**Trecho da página:**

16.8.10

Mapa dos itinerários de Saint-Hilaire Viagem ao Rio Grande do Sul

Gervásio Rodrigo Neves
Liana Bach Martins
Márcia Piva Radtke


Auguste Prouvençal de Saint-Hilaire fez parte de um seleto grupo de cientistas e naturalistas que preferiu deixar a tranqüilidade das universidades e das salas de pesquisa para ir buscar a informação no local onde esta se encontrava. Nasceu, em Orleans, em 1779 e faleceu em Turpiniére, França, no ano de 1853. Chegou ao Rio de Janeiro em julho de 1816, como membro da Embaixada da França e percorreu cerca de 2.500 léguas1 em um vasto itinerário, compreendendo as regiões sudeste e sul do Brasil, além do território do atual estado de Goiás.

Autodidata, sua especialidade era a Botânica, mas possuía um amplo conhecimento das Ciências Naturais em geral, como a Zoologia e a Mineralogia. Durante a viagem coletou, classificou e organizou uma vasta coleção de plantas, animais e minerais, que serviram de base para importantes coleções de Museus naturais de seu país de origem, e auxiliaram, na Europa, outros pesquisadores a estudar a biodiversidade do Brasil. Saint-Hilaire deixou sua coleção para o Museu de História Natural de Paris e para a Academia de Ciências de Paris.

**Dados fornecidos:**
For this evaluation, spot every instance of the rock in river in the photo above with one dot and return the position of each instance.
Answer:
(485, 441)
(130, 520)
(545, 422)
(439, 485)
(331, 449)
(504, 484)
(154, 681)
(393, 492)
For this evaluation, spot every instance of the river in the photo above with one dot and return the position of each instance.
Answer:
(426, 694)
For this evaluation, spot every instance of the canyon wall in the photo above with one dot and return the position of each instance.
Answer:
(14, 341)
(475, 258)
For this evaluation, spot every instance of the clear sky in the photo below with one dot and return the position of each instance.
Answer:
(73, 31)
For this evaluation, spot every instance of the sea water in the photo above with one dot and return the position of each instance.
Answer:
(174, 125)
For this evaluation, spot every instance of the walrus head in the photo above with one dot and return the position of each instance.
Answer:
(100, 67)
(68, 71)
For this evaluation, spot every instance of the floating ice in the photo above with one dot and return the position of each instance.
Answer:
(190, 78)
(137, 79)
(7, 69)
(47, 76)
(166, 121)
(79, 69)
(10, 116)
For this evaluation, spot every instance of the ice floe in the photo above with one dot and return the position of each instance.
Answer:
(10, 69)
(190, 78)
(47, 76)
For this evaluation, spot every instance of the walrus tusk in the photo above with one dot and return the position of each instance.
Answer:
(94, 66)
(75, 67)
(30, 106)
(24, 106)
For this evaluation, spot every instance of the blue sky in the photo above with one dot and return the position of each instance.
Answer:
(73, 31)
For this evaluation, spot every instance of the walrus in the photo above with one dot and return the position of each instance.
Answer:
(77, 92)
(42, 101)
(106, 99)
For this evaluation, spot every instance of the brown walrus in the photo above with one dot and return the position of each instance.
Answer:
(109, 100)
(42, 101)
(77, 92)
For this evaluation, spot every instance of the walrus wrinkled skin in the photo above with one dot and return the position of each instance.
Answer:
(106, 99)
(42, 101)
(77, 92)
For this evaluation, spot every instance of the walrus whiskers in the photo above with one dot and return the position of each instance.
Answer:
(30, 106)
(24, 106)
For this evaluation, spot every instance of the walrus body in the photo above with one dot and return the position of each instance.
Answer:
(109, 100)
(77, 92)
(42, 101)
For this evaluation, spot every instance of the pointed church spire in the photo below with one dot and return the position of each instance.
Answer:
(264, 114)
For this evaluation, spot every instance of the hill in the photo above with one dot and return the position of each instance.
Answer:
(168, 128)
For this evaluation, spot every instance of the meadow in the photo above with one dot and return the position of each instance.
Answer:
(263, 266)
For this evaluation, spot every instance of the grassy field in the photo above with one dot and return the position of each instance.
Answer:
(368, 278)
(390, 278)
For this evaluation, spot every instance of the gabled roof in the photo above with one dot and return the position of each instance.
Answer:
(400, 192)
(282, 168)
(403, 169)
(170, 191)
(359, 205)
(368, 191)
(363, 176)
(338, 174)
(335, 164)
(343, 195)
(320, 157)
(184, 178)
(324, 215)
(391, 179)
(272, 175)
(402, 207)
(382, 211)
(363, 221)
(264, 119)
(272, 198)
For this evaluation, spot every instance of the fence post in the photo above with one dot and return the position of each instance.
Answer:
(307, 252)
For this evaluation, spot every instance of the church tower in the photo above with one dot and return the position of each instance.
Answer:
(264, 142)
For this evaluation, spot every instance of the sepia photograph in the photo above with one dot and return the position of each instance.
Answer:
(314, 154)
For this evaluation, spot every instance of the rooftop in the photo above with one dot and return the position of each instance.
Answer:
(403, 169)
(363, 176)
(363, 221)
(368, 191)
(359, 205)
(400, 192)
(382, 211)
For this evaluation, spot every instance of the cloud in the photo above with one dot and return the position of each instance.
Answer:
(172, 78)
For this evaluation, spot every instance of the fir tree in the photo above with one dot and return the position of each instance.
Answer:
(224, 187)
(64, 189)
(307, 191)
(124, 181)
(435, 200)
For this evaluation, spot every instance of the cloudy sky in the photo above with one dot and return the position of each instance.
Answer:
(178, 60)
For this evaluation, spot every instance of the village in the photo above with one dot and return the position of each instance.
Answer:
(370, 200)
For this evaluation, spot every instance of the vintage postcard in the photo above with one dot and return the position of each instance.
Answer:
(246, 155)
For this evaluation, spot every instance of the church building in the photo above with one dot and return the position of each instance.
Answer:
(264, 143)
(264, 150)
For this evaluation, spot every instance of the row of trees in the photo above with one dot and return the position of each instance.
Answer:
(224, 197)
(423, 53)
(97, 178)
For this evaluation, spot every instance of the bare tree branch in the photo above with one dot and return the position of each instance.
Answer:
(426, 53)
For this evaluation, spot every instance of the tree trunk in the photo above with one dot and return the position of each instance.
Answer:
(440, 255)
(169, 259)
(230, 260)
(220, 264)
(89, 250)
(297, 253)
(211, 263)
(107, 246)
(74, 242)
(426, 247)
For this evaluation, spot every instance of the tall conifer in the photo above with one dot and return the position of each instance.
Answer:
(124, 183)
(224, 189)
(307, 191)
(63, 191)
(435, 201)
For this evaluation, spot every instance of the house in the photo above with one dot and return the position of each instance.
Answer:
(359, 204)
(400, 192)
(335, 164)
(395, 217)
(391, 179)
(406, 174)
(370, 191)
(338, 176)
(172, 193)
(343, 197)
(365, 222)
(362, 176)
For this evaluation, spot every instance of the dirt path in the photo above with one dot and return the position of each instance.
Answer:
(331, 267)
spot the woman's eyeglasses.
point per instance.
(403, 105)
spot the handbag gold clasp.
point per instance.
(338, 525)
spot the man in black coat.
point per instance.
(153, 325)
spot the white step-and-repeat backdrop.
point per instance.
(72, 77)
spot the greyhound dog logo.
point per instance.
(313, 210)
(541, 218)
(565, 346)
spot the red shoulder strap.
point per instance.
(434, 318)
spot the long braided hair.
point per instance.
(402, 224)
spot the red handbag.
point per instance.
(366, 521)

**Lista de tarefas:**
1. Reproduza do texto sobre Saint-Hilaire a parte que vai de "Autodidata, sua especialidade" a "Ciências de Paris.".
2. No texto sobre Saint-Hilaire, transforme em uma lista curta o parágrafo que começa com "Autodidata, sua especialidade", sem perder os fatos principais.

**Respostas por tarefa:**
1.
Autodidata, sua especialidade era a Botânica, mas possuía um amplo conhecimento das Ciências Naturais em geral, como a Zoologia e a Mineralogia. Durante a viagem coletou, classificou e organizou uma vasta coleção de plantas, animais e minerais, que serviram de base para importantes coleções de Museus naturais de seu país de origem, e auxiliaram, na Europa, outros pesquisadores a estudar a biodiversidade do Brasil. Saint-Hilaire deixou sua coleção para o Museu de História Natural de Paris e para a Academia de Ciências de Paris.

2.
- Aprendeu sozinho. Sua área era a Botânica, mas conhecia bem as Ciências Naturais em geral, como a Zoologia e a Mineralogia.
- Durante a viagem, coletou, classificou e organizou uma grande coleção de plantas, animais e minerais.
- Essa coleção serviu de base para coleções importantes de museus naturais do seu país de origem.
- Na Europa, ela ajudou outros pesquisadores a estudar a biodiversidade do Brasil.
- Ele deixou a coleção para o Museu de História Natural de Paris e para a Academia de Ciências de Paris.